- [Do this] Please count the lines in the rows below that contain the word "brackets" and reply with that number alone.
## Start Supplied material
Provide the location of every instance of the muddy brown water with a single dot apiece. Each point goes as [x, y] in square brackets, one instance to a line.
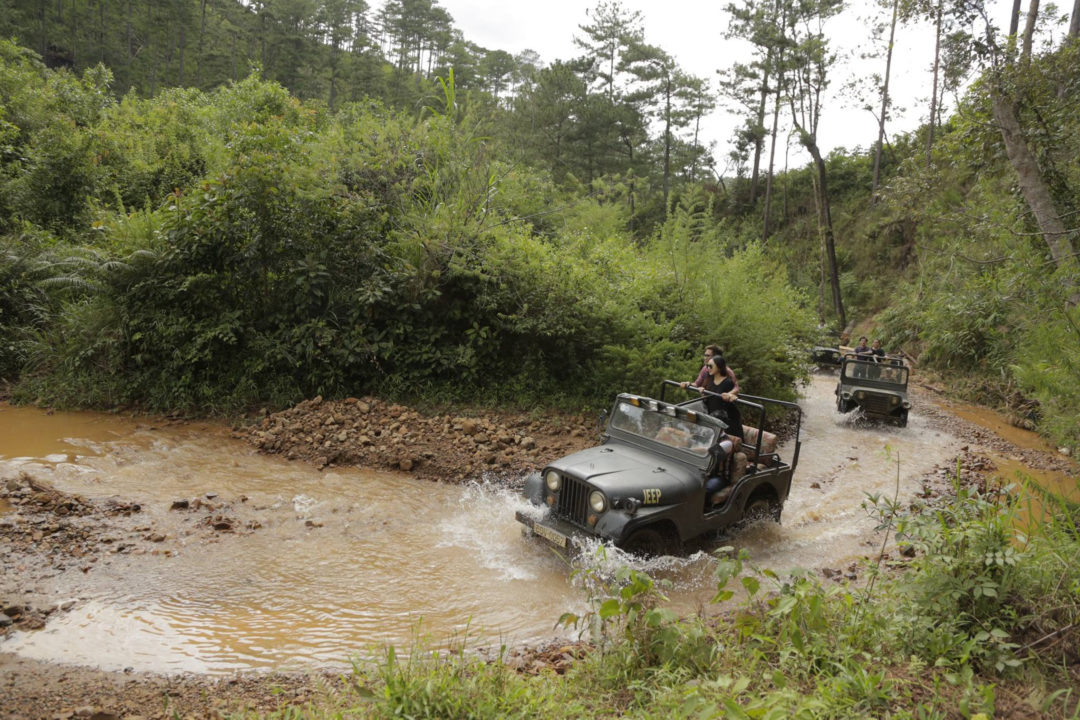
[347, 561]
## End Supplied material
## Start Supplied material
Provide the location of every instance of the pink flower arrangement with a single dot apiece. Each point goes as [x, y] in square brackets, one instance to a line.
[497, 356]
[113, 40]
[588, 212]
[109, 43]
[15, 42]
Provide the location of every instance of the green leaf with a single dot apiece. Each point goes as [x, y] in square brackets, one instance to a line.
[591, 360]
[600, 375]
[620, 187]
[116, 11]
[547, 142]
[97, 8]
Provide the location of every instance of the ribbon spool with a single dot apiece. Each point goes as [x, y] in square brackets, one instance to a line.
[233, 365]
## End Supplied material
## Start Supplied material
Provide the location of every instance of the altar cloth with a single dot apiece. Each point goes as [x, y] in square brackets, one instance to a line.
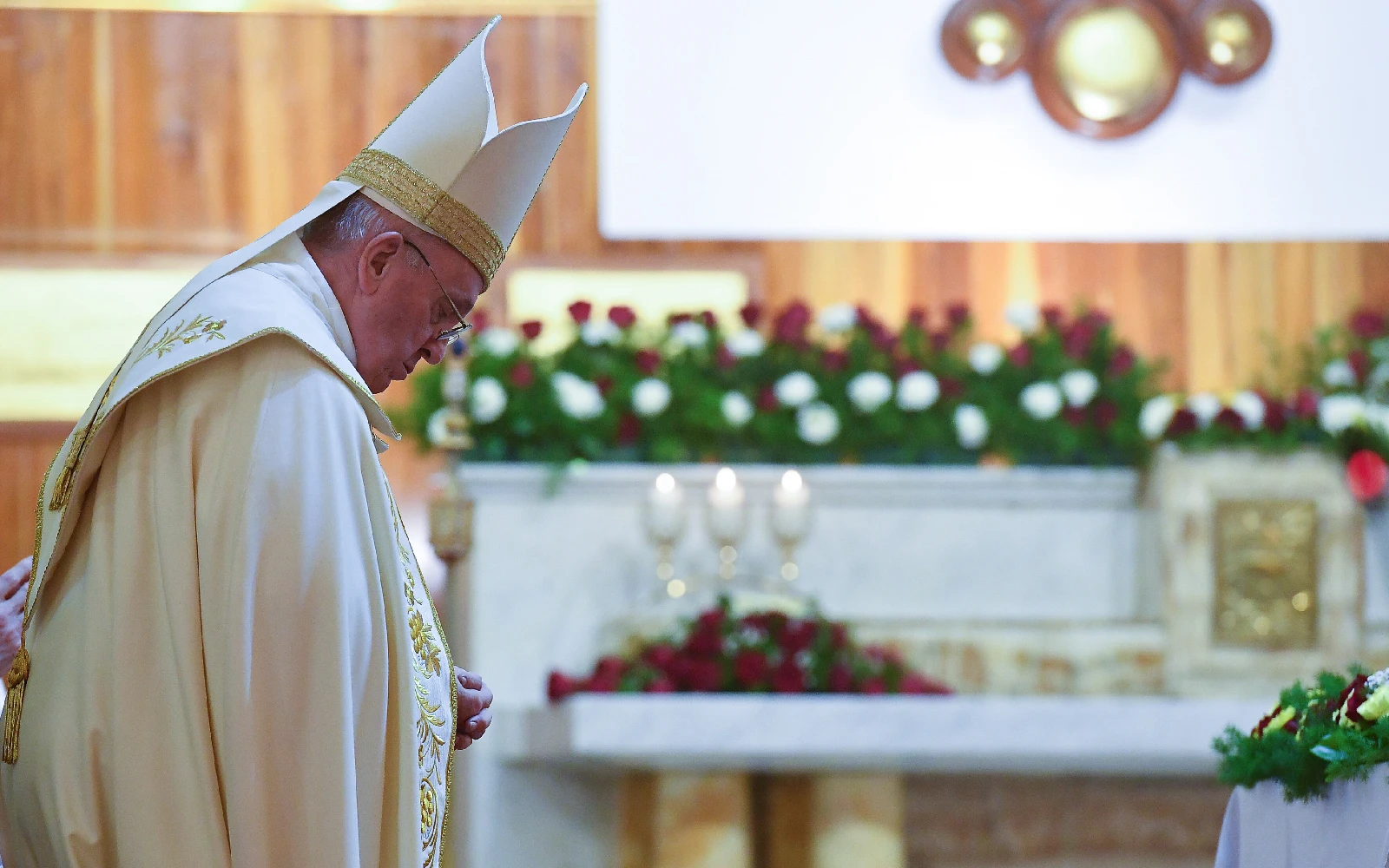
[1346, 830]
## End Supplied material
- [The solution] 5